(Collection entries)
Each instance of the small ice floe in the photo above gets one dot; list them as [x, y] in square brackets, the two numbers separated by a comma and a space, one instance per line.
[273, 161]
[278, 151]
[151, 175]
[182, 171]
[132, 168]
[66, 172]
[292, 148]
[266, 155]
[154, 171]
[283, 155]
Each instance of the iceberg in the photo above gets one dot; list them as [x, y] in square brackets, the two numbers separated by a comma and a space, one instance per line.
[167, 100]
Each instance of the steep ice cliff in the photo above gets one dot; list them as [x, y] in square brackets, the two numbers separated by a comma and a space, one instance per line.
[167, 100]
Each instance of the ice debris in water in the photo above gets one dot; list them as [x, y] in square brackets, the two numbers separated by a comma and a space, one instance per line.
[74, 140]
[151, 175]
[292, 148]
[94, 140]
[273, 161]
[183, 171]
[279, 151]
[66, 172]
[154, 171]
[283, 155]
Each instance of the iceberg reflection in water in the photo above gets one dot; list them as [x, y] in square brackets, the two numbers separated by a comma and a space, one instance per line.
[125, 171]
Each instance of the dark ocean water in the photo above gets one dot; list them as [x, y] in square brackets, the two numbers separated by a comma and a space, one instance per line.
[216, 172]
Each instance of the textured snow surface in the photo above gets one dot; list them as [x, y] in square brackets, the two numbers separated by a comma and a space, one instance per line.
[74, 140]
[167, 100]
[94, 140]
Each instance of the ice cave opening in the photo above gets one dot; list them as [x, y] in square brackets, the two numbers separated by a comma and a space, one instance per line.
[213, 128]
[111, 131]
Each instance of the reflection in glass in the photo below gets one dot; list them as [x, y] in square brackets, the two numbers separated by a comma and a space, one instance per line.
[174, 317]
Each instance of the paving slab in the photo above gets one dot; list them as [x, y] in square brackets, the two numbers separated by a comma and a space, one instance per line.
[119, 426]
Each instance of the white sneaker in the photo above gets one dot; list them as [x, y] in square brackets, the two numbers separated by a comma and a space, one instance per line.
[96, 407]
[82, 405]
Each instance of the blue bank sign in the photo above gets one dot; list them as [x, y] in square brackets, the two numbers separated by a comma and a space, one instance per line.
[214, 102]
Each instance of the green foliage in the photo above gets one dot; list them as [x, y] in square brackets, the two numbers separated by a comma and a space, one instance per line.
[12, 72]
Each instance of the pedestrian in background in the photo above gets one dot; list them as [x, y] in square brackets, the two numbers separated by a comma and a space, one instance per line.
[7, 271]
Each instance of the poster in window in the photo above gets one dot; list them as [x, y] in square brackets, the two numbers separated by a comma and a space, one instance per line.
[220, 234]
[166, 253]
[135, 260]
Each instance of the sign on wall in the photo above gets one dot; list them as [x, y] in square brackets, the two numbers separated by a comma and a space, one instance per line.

Exercise>
Rewrite the data with every "in square brackets" switched to "inside square brackets", leaving everything else unchanged.

Exercise result>
Each instance of the small ice floe in the photo above gets one dot; list them as [x, y] inside square brackets, the two numbers separated by a comma and a space, one instance per line.
[273, 161]
[278, 151]
[151, 175]
[182, 171]
[132, 168]
[66, 172]
[292, 148]
[266, 155]
[154, 171]
[283, 155]
Each instance of the iceberg in the photo above gets one dot; list them as [x, y] inside square brackets, the two numbers separated by a comma and a space, one instance per line.
[167, 100]
Each instance of the steep ice cliff in the photo above gets one dot; list them as [x, y] inside square brackets, the two numbers separated by a comma and a space, one instance per line.
[167, 100]
Each instance of the ice debris in water in the photo above gets one dot; list them as [x, y] inside square brackets, the two numbers separated by a comma and a space, one instance per line.
[74, 140]
[151, 175]
[292, 148]
[94, 140]
[273, 161]
[183, 171]
[279, 151]
[66, 172]
[154, 171]
[283, 155]
Each instance of the iceberg reflection in water in the photo above gets one dot; list them as [x, y] inside square brackets, the two numbers separated by a comma and a space, one instance per line.
[125, 171]
Each instance of the dark ocean water in the photo above gets one dot; list them as [x, y] inside square brackets, the two numbers separated by a comma and a space, one instance per line.
[216, 172]
Each instance of the textured snow surface in the photo above gets one dot; list them as [x, y] inside square brackets, the two numbers separated by a comma and a space, one instance per line.
[74, 140]
[167, 100]
[94, 140]
Each instance of the ice cave opening in the photo above gets one dot; list them as [x, y] inside square brackets, the two numbers separated by a comma and a space, one instance per line.
[213, 128]
[111, 131]
Each instance of the reflection in glass in the photo below gets one dot; list them as [x, y] inside square brackets, the two numbers separated by a comma and a space, one instance per line.
[174, 317]
Each instance of the paving slab in the photo above gets one dot; list them as [x, y] inside square brackets, the two numbers separated by a comma and a space, one instance per line.
[119, 426]
Each instance of the white sneaker in the photo above gets one dot; list them as [x, y] inside square brackets, the two numbers separated by a comma and a space, one instance per line.
[96, 407]
[82, 405]
Each instance of the blue bank sign in the photo above gets one dot; list them as [x, y] inside square brackets, the two numbers separated by a comma and a space, one instance per line.
[214, 102]
Each instance of the green foliage in the photo above gets one dot; list them as [x, y] inside square brackets, the two numbers separated by a comma and a space, one instance per line.
[12, 72]
Each instance of the pedestrian in background in the photo above gets one dot; list them as [x, y] inside square brackets, the two numbers separated by a comma and a space, one instance per line.
[7, 271]
Each instance of the poster in window in the photo above gets one dot; list them as [x, y] inside square brackets, the two numbers separated by a comma and a space, one instance per line.
[220, 234]
[166, 253]
[135, 260]
Each instance of the sign on wall in the photo above gets one dot; list them as [x, y] inside square brackets, the two numbers separated by a comma and a space, one instance per line.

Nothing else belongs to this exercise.